*Activity:* The answer is every line of the records that holds the word "flooring", copied in full.

*Dataset extract:*
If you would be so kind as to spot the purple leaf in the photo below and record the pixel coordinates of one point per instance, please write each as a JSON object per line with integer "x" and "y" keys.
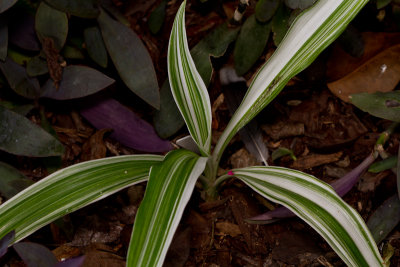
{"x": 5, "y": 241}
{"x": 129, "y": 129}
{"x": 342, "y": 186}
{"x": 35, "y": 255}
{"x": 22, "y": 32}
{"x": 73, "y": 262}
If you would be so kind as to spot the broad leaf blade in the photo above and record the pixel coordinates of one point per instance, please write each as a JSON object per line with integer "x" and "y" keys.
{"x": 311, "y": 32}
{"x": 20, "y": 136}
{"x": 70, "y": 189}
{"x": 131, "y": 59}
{"x": 77, "y": 81}
{"x": 317, "y": 203}
{"x": 188, "y": 88}
{"x": 168, "y": 191}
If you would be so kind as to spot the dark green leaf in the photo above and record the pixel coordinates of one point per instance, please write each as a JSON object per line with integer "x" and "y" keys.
{"x": 20, "y": 136}
{"x": 18, "y": 79}
{"x": 157, "y": 17}
{"x": 381, "y": 105}
{"x": 131, "y": 59}
{"x": 6, "y": 4}
{"x": 95, "y": 46}
{"x": 77, "y": 81}
{"x": 250, "y": 44}
{"x": 280, "y": 24}
{"x": 214, "y": 44}
{"x": 51, "y": 23}
{"x": 382, "y": 3}
{"x": 79, "y": 8}
{"x": 383, "y": 165}
{"x": 385, "y": 218}
{"x": 11, "y": 180}
{"x": 301, "y": 4}
{"x": 35, "y": 255}
{"x": 168, "y": 120}
{"x": 265, "y": 9}
{"x": 37, "y": 66}
{"x": 3, "y": 39}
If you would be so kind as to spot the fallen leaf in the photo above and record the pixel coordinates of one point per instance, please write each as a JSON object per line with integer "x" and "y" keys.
{"x": 35, "y": 255}
{"x": 77, "y": 81}
{"x": 314, "y": 160}
{"x": 131, "y": 59}
{"x": 127, "y": 127}
{"x": 227, "y": 228}
{"x": 20, "y": 136}
{"x": 381, "y": 105}
{"x": 79, "y": 8}
{"x": 341, "y": 63}
{"x": 380, "y": 73}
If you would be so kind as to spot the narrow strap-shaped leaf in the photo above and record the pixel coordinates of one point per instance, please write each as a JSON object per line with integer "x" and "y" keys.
{"x": 70, "y": 189}
{"x": 308, "y": 36}
{"x": 188, "y": 88}
{"x": 168, "y": 191}
{"x": 317, "y": 203}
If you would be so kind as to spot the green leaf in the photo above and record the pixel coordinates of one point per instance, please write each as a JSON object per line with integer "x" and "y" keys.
{"x": 250, "y": 44}
{"x": 308, "y": 36}
{"x": 382, "y": 3}
{"x": 301, "y": 4}
{"x": 381, "y": 105}
{"x": 188, "y": 88}
{"x": 385, "y": 218}
{"x": 11, "y": 180}
{"x": 168, "y": 120}
{"x": 280, "y": 24}
{"x": 131, "y": 59}
{"x": 79, "y": 8}
{"x": 95, "y": 46}
{"x": 157, "y": 17}
{"x": 169, "y": 189}
{"x": 215, "y": 45}
{"x": 265, "y": 9}
{"x": 37, "y": 66}
{"x": 77, "y": 81}
{"x": 20, "y": 136}
{"x": 70, "y": 189}
{"x": 317, "y": 204}
{"x": 3, "y": 39}
{"x": 18, "y": 79}
{"x": 6, "y": 4}
{"x": 51, "y": 23}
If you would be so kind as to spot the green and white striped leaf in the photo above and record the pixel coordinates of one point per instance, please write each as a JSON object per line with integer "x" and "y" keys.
{"x": 188, "y": 88}
{"x": 169, "y": 189}
{"x": 308, "y": 36}
{"x": 317, "y": 203}
{"x": 70, "y": 189}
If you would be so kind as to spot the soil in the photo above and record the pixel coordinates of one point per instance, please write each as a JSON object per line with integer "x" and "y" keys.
{"x": 328, "y": 136}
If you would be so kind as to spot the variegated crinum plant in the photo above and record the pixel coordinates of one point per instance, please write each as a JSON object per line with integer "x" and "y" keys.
{"x": 171, "y": 179}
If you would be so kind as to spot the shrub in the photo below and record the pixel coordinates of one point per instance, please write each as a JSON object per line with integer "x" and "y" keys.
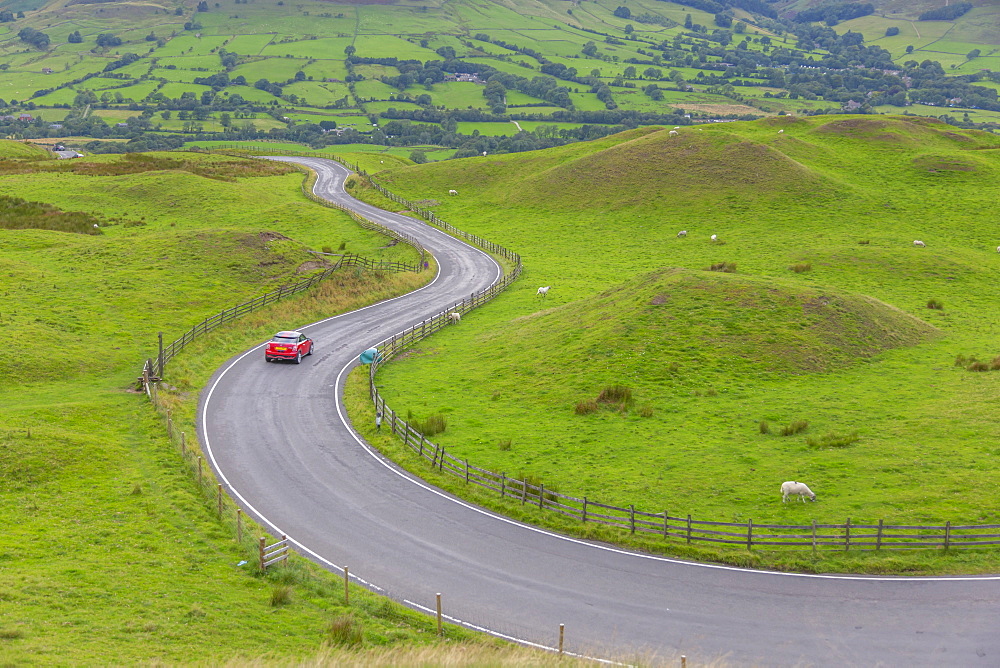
{"x": 794, "y": 428}
{"x": 345, "y": 631}
{"x": 615, "y": 394}
{"x": 727, "y": 267}
{"x": 833, "y": 440}
{"x": 281, "y": 595}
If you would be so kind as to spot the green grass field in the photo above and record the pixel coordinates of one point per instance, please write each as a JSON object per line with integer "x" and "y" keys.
{"x": 803, "y": 197}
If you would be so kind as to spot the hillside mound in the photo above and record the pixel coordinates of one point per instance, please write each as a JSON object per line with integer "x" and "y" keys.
{"x": 691, "y": 321}
{"x": 687, "y": 167}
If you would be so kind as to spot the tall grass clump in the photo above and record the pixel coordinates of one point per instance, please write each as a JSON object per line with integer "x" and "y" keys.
{"x": 434, "y": 424}
{"x": 281, "y": 595}
{"x": 615, "y": 394}
{"x": 833, "y": 440}
{"x": 794, "y": 428}
{"x": 345, "y": 631}
{"x": 726, "y": 267}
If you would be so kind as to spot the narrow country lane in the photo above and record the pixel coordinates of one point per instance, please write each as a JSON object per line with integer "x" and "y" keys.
{"x": 278, "y": 438}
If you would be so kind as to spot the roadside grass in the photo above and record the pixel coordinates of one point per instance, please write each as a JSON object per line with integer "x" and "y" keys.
{"x": 922, "y": 424}
{"x": 119, "y": 557}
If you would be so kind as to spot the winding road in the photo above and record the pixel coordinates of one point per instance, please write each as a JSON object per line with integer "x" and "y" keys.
{"x": 278, "y": 438}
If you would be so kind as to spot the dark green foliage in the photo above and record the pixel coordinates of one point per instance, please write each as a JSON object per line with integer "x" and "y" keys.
{"x": 19, "y": 214}
{"x": 794, "y": 428}
{"x": 833, "y": 440}
{"x": 726, "y": 267}
{"x": 345, "y": 631}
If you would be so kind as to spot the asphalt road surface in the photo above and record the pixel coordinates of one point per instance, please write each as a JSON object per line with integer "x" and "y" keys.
{"x": 279, "y": 440}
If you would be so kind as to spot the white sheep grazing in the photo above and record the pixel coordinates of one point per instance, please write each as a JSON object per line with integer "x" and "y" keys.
{"x": 800, "y": 489}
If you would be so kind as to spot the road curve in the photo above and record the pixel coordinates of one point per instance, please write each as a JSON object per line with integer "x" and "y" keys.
{"x": 278, "y": 438}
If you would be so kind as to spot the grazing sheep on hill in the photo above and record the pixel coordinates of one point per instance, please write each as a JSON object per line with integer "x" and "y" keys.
{"x": 800, "y": 489}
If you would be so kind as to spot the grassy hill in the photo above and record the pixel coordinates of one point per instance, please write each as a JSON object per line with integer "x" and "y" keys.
{"x": 851, "y": 342}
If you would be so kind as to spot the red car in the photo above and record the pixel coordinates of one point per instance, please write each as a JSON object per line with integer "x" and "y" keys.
{"x": 288, "y": 346}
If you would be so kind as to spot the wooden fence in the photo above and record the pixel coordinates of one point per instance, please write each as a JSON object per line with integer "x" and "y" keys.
{"x": 678, "y": 528}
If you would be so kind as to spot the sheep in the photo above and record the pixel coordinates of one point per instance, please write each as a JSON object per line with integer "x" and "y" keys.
{"x": 800, "y": 489}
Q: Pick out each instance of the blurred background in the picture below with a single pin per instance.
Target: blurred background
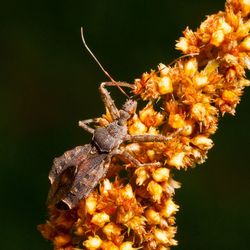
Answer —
(49, 82)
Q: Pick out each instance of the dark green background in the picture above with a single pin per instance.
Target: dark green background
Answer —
(49, 82)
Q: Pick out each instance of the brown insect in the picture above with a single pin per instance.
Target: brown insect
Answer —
(77, 172)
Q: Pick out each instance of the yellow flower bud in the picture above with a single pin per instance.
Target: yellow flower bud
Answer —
(137, 127)
(217, 38)
(127, 245)
(127, 192)
(100, 219)
(198, 111)
(161, 236)
(177, 160)
(90, 204)
(111, 229)
(153, 217)
(169, 208)
(176, 121)
(182, 45)
(161, 174)
(92, 243)
(245, 6)
(109, 245)
(151, 154)
(155, 190)
(105, 187)
(142, 175)
(202, 142)
(191, 67)
(61, 240)
(246, 43)
(165, 85)
(200, 81)
(164, 70)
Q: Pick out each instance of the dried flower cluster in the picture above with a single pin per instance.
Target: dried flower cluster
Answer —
(136, 209)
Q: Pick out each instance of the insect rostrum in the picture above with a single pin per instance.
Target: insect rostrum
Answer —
(77, 172)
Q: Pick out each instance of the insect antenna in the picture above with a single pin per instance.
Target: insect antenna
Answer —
(100, 65)
(174, 61)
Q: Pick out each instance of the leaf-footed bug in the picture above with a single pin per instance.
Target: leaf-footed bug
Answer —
(77, 172)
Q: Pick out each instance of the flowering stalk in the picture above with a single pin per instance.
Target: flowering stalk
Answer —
(136, 210)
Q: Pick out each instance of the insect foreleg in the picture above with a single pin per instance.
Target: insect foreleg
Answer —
(107, 99)
(131, 159)
(85, 124)
(150, 138)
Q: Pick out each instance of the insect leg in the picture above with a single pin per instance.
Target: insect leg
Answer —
(128, 157)
(107, 99)
(150, 138)
(85, 124)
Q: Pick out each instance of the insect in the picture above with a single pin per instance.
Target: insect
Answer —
(77, 172)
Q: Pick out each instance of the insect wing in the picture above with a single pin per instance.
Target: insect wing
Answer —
(89, 172)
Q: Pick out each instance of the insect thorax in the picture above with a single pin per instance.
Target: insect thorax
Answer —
(110, 137)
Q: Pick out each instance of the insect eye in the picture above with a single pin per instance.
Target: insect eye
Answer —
(130, 106)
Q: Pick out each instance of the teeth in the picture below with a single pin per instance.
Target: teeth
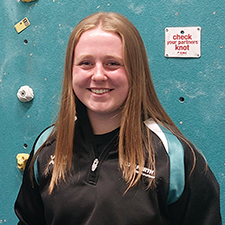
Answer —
(99, 91)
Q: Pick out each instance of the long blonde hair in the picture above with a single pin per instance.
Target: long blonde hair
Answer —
(142, 102)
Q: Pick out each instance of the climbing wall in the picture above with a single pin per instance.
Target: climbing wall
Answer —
(192, 90)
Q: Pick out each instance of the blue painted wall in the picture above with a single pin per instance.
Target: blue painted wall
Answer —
(39, 64)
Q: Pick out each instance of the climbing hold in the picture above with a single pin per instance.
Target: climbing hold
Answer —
(23, 24)
(25, 94)
(22, 160)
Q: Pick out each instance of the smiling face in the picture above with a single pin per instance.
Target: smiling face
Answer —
(99, 78)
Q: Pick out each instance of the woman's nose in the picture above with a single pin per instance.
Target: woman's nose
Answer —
(99, 73)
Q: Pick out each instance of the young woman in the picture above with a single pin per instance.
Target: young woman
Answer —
(114, 156)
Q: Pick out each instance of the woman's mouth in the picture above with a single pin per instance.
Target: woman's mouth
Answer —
(100, 91)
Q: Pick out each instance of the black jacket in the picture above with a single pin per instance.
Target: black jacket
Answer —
(95, 192)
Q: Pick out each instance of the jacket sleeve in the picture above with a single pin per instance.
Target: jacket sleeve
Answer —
(199, 203)
(29, 206)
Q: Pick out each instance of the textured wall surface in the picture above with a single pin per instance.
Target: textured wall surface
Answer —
(38, 62)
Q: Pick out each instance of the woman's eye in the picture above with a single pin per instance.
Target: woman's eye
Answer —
(113, 64)
(85, 63)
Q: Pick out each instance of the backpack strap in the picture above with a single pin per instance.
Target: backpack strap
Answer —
(175, 151)
(39, 142)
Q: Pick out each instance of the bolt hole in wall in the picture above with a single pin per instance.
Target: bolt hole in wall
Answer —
(181, 99)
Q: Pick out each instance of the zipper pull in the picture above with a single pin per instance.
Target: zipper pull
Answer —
(94, 165)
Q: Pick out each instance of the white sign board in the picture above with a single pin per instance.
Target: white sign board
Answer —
(183, 42)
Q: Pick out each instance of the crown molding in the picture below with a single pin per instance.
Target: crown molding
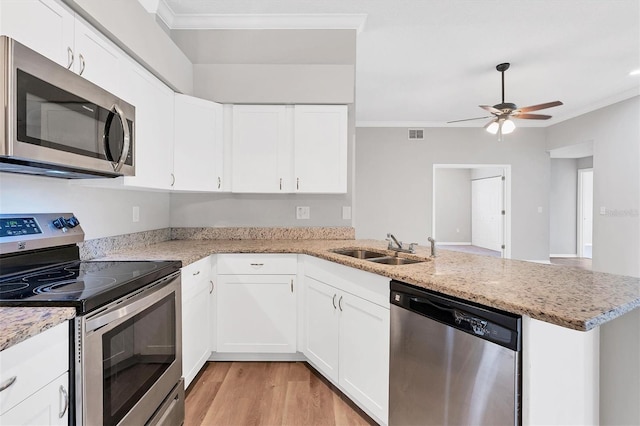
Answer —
(327, 21)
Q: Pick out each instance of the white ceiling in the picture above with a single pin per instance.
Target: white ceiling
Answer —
(426, 62)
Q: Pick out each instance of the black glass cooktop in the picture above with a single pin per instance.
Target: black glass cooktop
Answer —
(82, 285)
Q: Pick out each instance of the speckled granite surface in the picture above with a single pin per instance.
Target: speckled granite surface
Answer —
(18, 324)
(568, 297)
(101, 246)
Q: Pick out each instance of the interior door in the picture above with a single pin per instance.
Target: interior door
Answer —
(487, 220)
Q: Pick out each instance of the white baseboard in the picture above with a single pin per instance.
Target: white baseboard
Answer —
(224, 356)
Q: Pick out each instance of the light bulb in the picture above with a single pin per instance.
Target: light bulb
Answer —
(508, 126)
(493, 127)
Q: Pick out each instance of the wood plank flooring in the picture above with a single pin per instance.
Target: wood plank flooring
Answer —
(267, 393)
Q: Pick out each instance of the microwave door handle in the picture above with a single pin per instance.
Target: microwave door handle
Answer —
(127, 138)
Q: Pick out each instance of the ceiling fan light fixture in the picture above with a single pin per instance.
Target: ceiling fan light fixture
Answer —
(508, 126)
(493, 127)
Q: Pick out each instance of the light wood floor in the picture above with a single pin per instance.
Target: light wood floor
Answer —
(266, 393)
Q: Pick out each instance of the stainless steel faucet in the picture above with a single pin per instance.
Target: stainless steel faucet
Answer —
(399, 246)
(433, 246)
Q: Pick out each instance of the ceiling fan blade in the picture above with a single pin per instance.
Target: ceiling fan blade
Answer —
(491, 109)
(468, 119)
(532, 116)
(539, 106)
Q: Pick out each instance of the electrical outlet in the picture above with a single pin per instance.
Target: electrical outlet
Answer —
(346, 212)
(303, 212)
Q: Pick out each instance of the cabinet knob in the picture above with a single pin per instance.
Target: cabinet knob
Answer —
(70, 58)
(65, 398)
(82, 64)
(8, 383)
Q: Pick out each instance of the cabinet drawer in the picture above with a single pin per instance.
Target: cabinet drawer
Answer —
(261, 264)
(34, 363)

*Answer for the task:*
Q: Pick out each instance of the wood plank flooring in the picture above with a single pin per instance.
Target: wood plank flooring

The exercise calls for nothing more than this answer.